Available records:
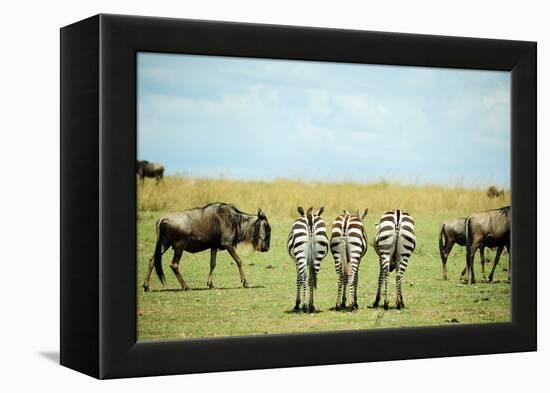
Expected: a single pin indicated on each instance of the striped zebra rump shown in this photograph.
(307, 245)
(348, 245)
(395, 242)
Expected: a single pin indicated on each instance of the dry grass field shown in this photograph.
(165, 312)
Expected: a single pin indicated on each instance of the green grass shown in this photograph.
(165, 312)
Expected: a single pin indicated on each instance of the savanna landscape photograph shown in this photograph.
(284, 196)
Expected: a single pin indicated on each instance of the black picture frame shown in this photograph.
(98, 196)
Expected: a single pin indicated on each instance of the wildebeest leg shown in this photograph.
(470, 277)
(509, 264)
(178, 251)
(213, 252)
(148, 275)
(482, 254)
(497, 257)
(233, 254)
(447, 251)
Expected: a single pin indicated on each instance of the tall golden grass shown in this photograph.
(280, 198)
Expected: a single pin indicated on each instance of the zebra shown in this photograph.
(394, 243)
(307, 245)
(348, 243)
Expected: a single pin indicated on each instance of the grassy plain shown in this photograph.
(265, 307)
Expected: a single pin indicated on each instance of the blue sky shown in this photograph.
(242, 118)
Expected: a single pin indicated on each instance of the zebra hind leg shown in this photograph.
(338, 306)
(298, 290)
(304, 292)
(398, 280)
(380, 280)
(386, 268)
(352, 292)
(355, 281)
(311, 306)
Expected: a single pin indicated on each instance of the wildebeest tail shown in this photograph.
(157, 257)
(442, 243)
(468, 228)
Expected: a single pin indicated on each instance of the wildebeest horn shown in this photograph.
(261, 214)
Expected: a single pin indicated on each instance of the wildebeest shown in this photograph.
(216, 226)
(149, 169)
(490, 229)
(453, 231)
(493, 192)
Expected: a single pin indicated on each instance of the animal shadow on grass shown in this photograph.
(300, 311)
(206, 289)
(344, 309)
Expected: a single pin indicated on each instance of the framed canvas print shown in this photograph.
(239, 196)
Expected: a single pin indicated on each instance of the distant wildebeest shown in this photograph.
(490, 229)
(348, 244)
(493, 192)
(216, 226)
(454, 231)
(394, 243)
(149, 169)
(307, 245)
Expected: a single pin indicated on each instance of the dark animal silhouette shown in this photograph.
(454, 232)
(493, 192)
(149, 169)
(216, 226)
(490, 229)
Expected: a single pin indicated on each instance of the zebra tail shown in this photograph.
(442, 243)
(344, 256)
(468, 243)
(311, 264)
(157, 257)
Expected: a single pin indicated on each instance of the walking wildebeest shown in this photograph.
(493, 192)
(453, 231)
(216, 226)
(490, 229)
(149, 169)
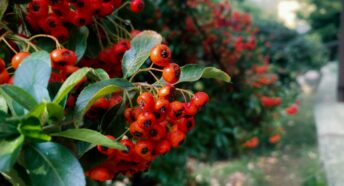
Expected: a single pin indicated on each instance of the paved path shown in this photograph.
(329, 116)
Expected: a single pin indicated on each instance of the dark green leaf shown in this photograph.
(139, 52)
(91, 93)
(9, 152)
(194, 72)
(89, 136)
(52, 164)
(3, 8)
(33, 75)
(20, 96)
(32, 128)
(78, 41)
(70, 83)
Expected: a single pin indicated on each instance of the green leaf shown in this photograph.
(20, 96)
(78, 41)
(190, 73)
(90, 136)
(32, 128)
(139, 52)
(33, 75)
(10, 150)
(16, 177)
(3, 105)
(52, 164)
(70, 83)
(3, 8)
(94, 91)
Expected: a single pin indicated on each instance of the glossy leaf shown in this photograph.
(190, 73)
(78, 41)
(31, 128)
(9, 152)
(93, 92)
(89, 136)
(139, 52)
(70, 83)
(33, 75)
(52, 164)
(20, 96)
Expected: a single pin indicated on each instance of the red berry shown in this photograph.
(168, 92)
(160, 55)
(18, 59)
(186, 124)
(162, 147)
(176, 138)
(146, 120)
(200, 99)
(100, 174)
(137, 131)
(137, 6)
(171, 73)
(63, 57)
(146, 101)
(190, 109)
(176, 109)
(144, 148)
(162, 106)
(156, 132)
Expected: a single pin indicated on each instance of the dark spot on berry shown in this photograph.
(153, 133)
(138, 134)
(66, 53)
(81, 21)
(189, 124)
(36, 7)
(144, 150)
(147, 123)
(51, 23)
(164, 54)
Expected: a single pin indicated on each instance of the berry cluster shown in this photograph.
(158, 123)
(55, 16)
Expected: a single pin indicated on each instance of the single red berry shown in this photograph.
(200, 99)
(4, 77)
(38, 8)
(105, 150)
(162, 106)
(137, 131)
(176, 109)
(190, 110)
(163, 147)
(156, 132)
(100, 174)
(171, 73)
(160, 55)
(130, 148)
(18, 59)
(63, 57)
(146, 120)
(144, 148)
(176, 138)
(137, 6)
(2, 65)
(146, 101)
(168, 92)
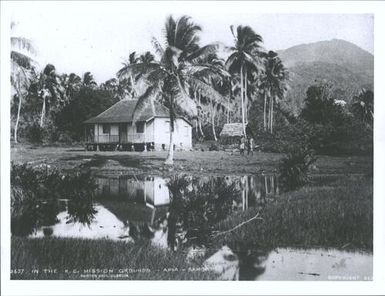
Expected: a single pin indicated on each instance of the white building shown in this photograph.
(114, 128)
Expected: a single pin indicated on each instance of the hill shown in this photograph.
(347, 66)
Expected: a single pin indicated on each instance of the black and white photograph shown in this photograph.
(182, 141)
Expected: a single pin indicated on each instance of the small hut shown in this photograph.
(231, 133)
(114, 128)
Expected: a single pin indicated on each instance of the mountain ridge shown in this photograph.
(342, 63)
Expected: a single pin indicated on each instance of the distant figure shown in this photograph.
(250, 146)
(242, 146)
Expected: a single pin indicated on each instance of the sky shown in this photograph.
(99, 36)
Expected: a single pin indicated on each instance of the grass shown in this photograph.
(81, 255)
(338, 215)
(334, 211)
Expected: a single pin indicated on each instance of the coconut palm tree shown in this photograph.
(130, 81)
(50, 89)
(212, 73)
(363, 106)
(147, 57)
(21, 67)
(71, 84)
(244, 56)
(273, 83)
(88, 80)
(169, 78)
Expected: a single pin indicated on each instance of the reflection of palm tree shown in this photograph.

Exercise details:
Turn every line of the records above into a numbered list, skipping blank lines and leaving the pictures out.

Result of the exercise:
1. Expected: a single pin indicated on each instance of the striped zebra rump shown in this photograph.
2. (307, 245)
3. (348, 245)
4. (395, 242)
5. Expected: a single pin indicated on each instance of the dry grass field shown in this photograph.
6. (165, 312)
7. Expected: a single pin indicated on each instance of the green grass shown in this photograph.
8. (165, 312)
9. Expected: a single pin indicated on each instance of the savanna landscape photograph shown in this photograph.
10. (284, 196)
11. Expected: a single pin indicated on each instance of the black picture frame shown in this photograph.
12. (98, 196)
13. Expected: a single pin indicated on each instance of the wildebeest leg shown in this photograph.
14. (470, 277)
15. (509, 264)
16. (178, 251)
17. (213, 252)
18. (148, 275)
19. (482, 254)
20. (497, 257)
21. (233, 254)
22. (447, 251)
23. Expected: a single pin indicated on each instance of the tall golden grass shown in this photograph.
24. (280, 198)
25. Expected: a single pin indicated on each instance of the zebra shown in this photograph.
26. (394, 243)
27. (307, 245)
28. (348, 243)
29. Expected: a single pin indicated on each instance of the grassy plain shown in this photograph.
30. (265, 307)
31. Expected: a single pin indicated on each instance of the blue sky shown in this photograph.
32. (242, 118)
33. Expected: a single pin indicated on each instance of the zebra hind leg shown in this photograph.
34. (338, 306)
35. (298, 290)
36. (304, 292)
37. (398, 280)
38. (380, 280)
39. (386, 268)
40. (352, 292)
41. (355, 281)
42. (311, 306)
43. Expected: a single pin indicated on each instance of the wildebeest tail shown in this photograph.
44. (157, 257)
45. (442, 243)
46. (468, 228)
47. Expected: a single pin indicated on each instance of the wildebeest horn shown in this photograph.
48. (261, 214)
49. Expected: a single pin indicated on each instance of the wildebeest shown in this photograph.
50. (216, 226)
51. (149, 169)
52. (490, 229)
53. (453, 231)
54. (493, 192)
55. Expected: a single pin indicated on each instance of the animal shadow on grass shown in this photograph.
56. (300, 311)
57. (206, 289)
58. (344, 309)
59. Expected: a single pin indicated on each instance of the framed canvas print shown in this photograph.
60. (239, 196)
61. Expected: a single pin indicated on each instance of the distant wildebeest shown in this photograph.
62. (490, 229)
63. (348, 244)
64. (493, 192)
65. (216, 226)
66. (454, 231)
67. (394, 243)
68. (149, 169)
69. (307, 245)
70. Expected: a single pin indicated on each instance of the dark animal silhouette shown in this photograph.
71. (454, 232)
72. (493, 192)
73. (149, 169)
74. (216, 226)
75. (490, 229)
76. Expected: a single pin indicated on each instance of the zebra tail shown in this photograph.
77. (442, 243)
78. (344, 256)
79. (468, 243)
80. (311, 264)
81. (157, 257)
82. Expected: a single pin indicated on each instance of the walking wildebeest shown in this photograph.
83. (493, 192)
84. (453, 231)
85. (216, 226)
86. (490, 229)
87. (149, 169)
88. Expected: a single pin indicated on each instance of the paved path shown in this photograph.
89. (329, 116)
90. Expected: a single pin indicated on each instance of the dark green leaf shown in this photograph.
91. (139, 52)
92. (91, 93)
93. (9, 152)
94. (194, 72)
95. (89, 136)
96. (52, 164)
97. (3, 8)
98. (33, 75)
99. (20, 96)
100. (32, 128)
101. (78, 41)
102. (70, 83)
103. Expected: a single pin indicated on each instance of the green leaf shown in this photograph.
104. (20, 96)
105. (78, 41)
106. (190, 73)
107. (90, 136)
108. (32, 128)
109. (139, 52)
110. (33, 75)
111. (10, 150)
112. (16, 177)
113. (3, 105)
114. (52, 164)
115. (70, 83)
116. (3, 8)
117. (94, 91)
118. Expected: a single pin indicated on each instance of the glossy leaf shown in this photograph.
119. (190, 73)
120. (78, 41)
121. (31, 128)
122. (9, 152)
123. (93, 92)
124. (89, 136)
125. (139, 52)
126. (70, 83)
127. (33, 75)
128. (52, 164)
129. (20, 96)
130. Expected: a single pin indicated on each instance of the red berry shown in this photograph.
131. (168, 92)
132. (160, 55)
133. (18, 59)
134. (186, 124)
135. (162, 147)
136. (176, 138)
137. (146, 120)
138. (200, 99)
139. (100, 174)
140. (137, 131)
141. (137, 6)
142. (171, 73)
143. (63, 57)
144. (146, 101)
145. (190, 109)
146. (176, 109)
147. (144, 148)
148. (162, 106)
149. (156, 132)
150. Expected: a single pin indicated on each instance of the dark spot on berry shown in this photograph.
151. (153, 133)
152. (138, 134)
153. (66, 53)
154. (81, 21)
155. (189, 124)
156. (36, 7)
157. (144, 150)
158. (147, 123)
159. (51, 23)
160. (164, 54)
161. Expected: a single pin indicated on each instance of the berry cluster shown in this photograph.
162. (158, 123)
163. (55, 16)
164. Expected: a single pin indicated on each instance of the single red berry shown in this photograph.
165. (200, 99)
166. (4, 77)
167. (38, 8)
168. (105, 150)
169. (162, 106)
170. (137, 131)
171. (176, 109)
172. (190, 110)
173. (163, 147)
174. (156, 132)
175. (100, 174)
176. (171, 73)
177. (160, 55)
178. (130, 148)
179. (18, 59)
180. (63, 57)
181. (146, 120)
182. (144, 148)
183. (176, 138)
184. (137, 6)
185. (2, 65)
186. (146, 101)
187. (168, 92)
188. Expected: a single pin indicated on each instance of the white building shown in this photograph.
189. (114, 128)
190. Expected: a single pin indicated on each instance of the hill shown in this photograph.
191. (347, 66)
192. Expected: a single pin indicated on each instance of the black and white photograph shown in this photograph.
193. (182, 141)
194. Expected: a single pin indicated on each instance of the small hut shown in this photograph.
195. (231, 133)
196. (114, 128)
197. Expected: a single pin indicated on each instance of the mountain ridge shown in this photograph.
198. (342, 63)
199. Expected: a single pin indicated on each instance of the distant figure shown in this photograph.
200. (250, 146)
201. (242, 146)
202. Expected: a single pin indicated on each instance of the sky shown in this photograph.
203. (99, 36)
204. Expected: a single pin indicated on each instance of the grass shown in this photograph.
205. (81, 255)
206. (338, 215)
207. (334, 211)
208. Expected: a single pin indicated on each instance of the coconut palm tree shown in this photograph.
209. (130, 81)
210. (50, 89)
211. (212, 73)
212. (363, 106)
213. (147, 57)
214. (21, 67)
215. (71, 84)
216. (244, 56)
217. (273, 83)
218. (88, 80)
219. (169, 78)
220. Expected: a single pin indicated on each instance of the reflection of palm tree shown in this photograph.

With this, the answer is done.